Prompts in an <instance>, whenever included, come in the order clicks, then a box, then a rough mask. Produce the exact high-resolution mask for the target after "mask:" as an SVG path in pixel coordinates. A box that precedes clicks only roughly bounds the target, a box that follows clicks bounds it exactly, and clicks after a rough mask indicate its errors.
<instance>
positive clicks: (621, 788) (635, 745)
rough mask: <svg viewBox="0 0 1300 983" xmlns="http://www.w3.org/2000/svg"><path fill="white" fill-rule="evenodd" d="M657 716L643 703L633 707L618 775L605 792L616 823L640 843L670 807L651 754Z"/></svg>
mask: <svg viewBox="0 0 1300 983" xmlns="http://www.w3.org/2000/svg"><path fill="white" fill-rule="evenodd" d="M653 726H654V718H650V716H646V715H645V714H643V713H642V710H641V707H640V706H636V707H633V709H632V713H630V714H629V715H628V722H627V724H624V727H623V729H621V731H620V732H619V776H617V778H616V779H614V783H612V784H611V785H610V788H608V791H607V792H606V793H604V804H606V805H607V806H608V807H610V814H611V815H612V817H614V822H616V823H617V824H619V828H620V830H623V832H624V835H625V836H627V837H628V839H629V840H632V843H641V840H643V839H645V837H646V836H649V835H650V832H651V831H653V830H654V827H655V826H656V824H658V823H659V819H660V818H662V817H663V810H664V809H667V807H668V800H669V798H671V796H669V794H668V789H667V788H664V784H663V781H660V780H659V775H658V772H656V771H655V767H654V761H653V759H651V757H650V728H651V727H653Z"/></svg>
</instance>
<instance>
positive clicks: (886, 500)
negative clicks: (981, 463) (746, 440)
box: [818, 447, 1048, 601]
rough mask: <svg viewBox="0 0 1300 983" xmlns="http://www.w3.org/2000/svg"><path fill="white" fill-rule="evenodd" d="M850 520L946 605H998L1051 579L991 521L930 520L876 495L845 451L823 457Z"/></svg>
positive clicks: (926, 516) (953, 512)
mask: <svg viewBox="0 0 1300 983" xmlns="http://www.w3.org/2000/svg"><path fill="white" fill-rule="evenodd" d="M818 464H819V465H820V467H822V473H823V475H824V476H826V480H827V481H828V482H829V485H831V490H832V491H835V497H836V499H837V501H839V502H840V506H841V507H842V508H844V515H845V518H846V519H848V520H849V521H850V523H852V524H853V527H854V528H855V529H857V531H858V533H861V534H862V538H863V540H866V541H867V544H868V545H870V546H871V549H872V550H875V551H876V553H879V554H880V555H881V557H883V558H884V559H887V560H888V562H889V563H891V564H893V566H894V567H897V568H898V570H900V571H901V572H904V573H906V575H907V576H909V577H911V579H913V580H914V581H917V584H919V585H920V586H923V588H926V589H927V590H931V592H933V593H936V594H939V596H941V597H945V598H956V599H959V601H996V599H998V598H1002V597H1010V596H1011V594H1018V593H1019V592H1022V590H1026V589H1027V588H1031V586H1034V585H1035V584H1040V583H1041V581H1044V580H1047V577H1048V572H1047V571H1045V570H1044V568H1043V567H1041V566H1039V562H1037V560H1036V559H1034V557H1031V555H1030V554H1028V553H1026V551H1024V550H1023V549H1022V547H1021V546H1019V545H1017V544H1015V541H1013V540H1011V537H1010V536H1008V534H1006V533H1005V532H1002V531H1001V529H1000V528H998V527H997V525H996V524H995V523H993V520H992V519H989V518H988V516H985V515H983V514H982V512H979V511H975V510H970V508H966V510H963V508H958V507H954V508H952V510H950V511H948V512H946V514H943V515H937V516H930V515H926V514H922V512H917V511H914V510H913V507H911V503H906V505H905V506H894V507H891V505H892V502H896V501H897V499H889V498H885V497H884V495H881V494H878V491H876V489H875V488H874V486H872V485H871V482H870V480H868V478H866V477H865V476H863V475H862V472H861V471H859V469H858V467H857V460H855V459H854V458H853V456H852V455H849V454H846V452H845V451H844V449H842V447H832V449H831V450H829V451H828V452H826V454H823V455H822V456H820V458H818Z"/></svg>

#####

WORK REQUIRED: Identify the lines in the entries that hold "instance" and return each one.

OUTPUT OF THE EXERCISE:
Prompts in an <instance>, whenever included, come in the order clicks, then a box, then a rough mask. Produce the exact high-resolution mask for the target after "mask:" as an SVG path in pixel coordinates. A box that precedes clicks only roughly bounds the target, a box that follows clicks bounds it exactly, and clicks after a rough mask indicate its errors.
<instance>
</instance>
<instance>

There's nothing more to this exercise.